WHAT YOU HAVE TO DO:
Please copy word for word the part of the transcript on eugenics starting with "Starting point is 00:36:29" and going on through "rings a bell.".

TEXT PROVIDED:
Starting point is 00:35:57 And we still don't consider people of color part of the public a lot. We still don't see poor people as part of the public. Right. And who are the people to bring the law back in as always? And so, I mean, essentially coming out of the pandemic of 100 years ago, were people selling Eugenics with this idea of like poor people spread disease? Let's eradicate the poor. It was more like, it was more still the idea that poor people were still, were deficient.
Starting point is 00:36:29 How did poor people, one thing I wanted to know, because I'm sure that a lot of people thought that they brought the disease to the United States. Right. You know, which is funny because if you talk, if you want to talk about colonization, who is it that brought disease to the new world? It was white people. Oh, yeah. That rings a bell.
Starting point is 00:36:44 You know what the last territory of the United States that passed the Eugenics law was? Rhode Island. Puerto Rico. Puerto Rico. They blamed overpopulation. They blamed poverty. And then basically what they did is they targeted poor women for sterilization. And then according to a report in 1976 from the U.S. Department of Health Education and
Starting point is 00:37:04 Welfare, which was a precursor to our HHS, 37% of women of childbearing age in Puerto Rico had been sterilized. And the vast majority of them were in their 20s. And one of the big movers of this was Clarence Gamble, who was the head of the Pennsylvania Birth Control Federation. He was the heir to the Procter and Gamble fortune. You know, a lot of these big companies we think of today were big movers on Eugenics. We just talked about Kellogg's.

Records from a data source
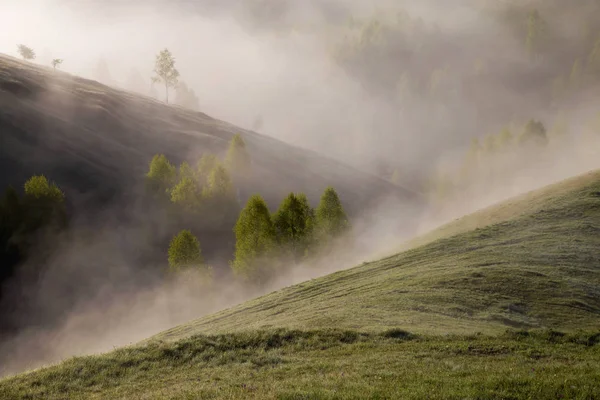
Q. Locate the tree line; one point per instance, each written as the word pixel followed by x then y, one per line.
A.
pixel 263 240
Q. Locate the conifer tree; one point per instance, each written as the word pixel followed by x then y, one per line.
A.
pixel 331 218
pixel 255 241
pixel 184 252
pixel 293 224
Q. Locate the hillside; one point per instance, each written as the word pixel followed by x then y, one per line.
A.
pixel 96 142
pixel 405 327
pixel 531 262
pixel 329 365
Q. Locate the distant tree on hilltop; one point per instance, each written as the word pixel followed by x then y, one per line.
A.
pixel 26 52
pixel 166 73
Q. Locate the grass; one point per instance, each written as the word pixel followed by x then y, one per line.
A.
pixel 329 364
pixel 536 266
pixel 534 269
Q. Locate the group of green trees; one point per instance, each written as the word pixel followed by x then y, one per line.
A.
pixel 26 219
pixel 208 188
pixel 264 242
pixel 491 157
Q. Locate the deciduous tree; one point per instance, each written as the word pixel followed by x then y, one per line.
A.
pixel 166 73
pixel 331 218
pixel 184 252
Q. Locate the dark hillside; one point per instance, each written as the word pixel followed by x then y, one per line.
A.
pixel 96 142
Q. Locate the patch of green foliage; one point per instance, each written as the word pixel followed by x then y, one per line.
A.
pixel 27 220
pixel 184 251
pixel 294 223
pixel 255 240
pixel 329 364
pixel 331 218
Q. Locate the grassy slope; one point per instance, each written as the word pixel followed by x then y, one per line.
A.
pixel 91 138
pixel 537 265
pixel 328 365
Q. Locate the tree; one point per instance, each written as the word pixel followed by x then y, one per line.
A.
pixel 165 71
pixel 186 194
pixel 26 52
pixel 237 158
pixel 331 218
pixel 293 224
pixel 39 187
pixel 56 63
pixel 205 165
pixel 184 252
pixel 44 203
pixel 186 97
pixel 161 174
pixel 255 241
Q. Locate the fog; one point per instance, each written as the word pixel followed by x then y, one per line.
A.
pixel 280 66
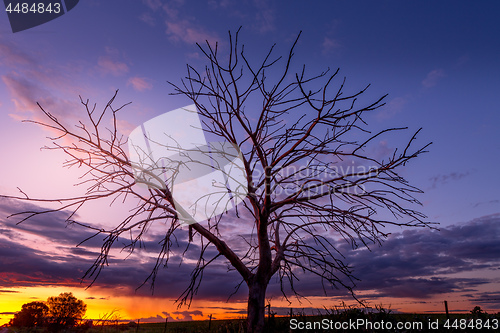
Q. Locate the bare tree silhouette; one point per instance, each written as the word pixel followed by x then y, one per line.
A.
pixel 311 171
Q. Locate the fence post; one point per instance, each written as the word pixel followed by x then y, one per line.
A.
pixel 165 329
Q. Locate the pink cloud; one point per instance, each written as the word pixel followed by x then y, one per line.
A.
pixel 139 83
pixel 433 77
pixel 153 4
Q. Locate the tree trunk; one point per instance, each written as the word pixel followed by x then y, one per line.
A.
pixel 256 306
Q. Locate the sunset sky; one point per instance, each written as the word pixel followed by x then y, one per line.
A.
pixel 438 61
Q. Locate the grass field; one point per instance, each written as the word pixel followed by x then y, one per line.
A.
pixel 353 320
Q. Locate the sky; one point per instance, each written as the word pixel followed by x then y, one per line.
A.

TASK ANSWER:
Starting point is 00:36:29 How did poor people, one thing I wanted to know, because I'm sure that a lot of people thought that they brought the disease to the United States. Right. You know, which is funny because if you talk, if you want to talk about colonization, who is it that brought disease to the new world? It was white people. Oh, yeah. That rings a bell.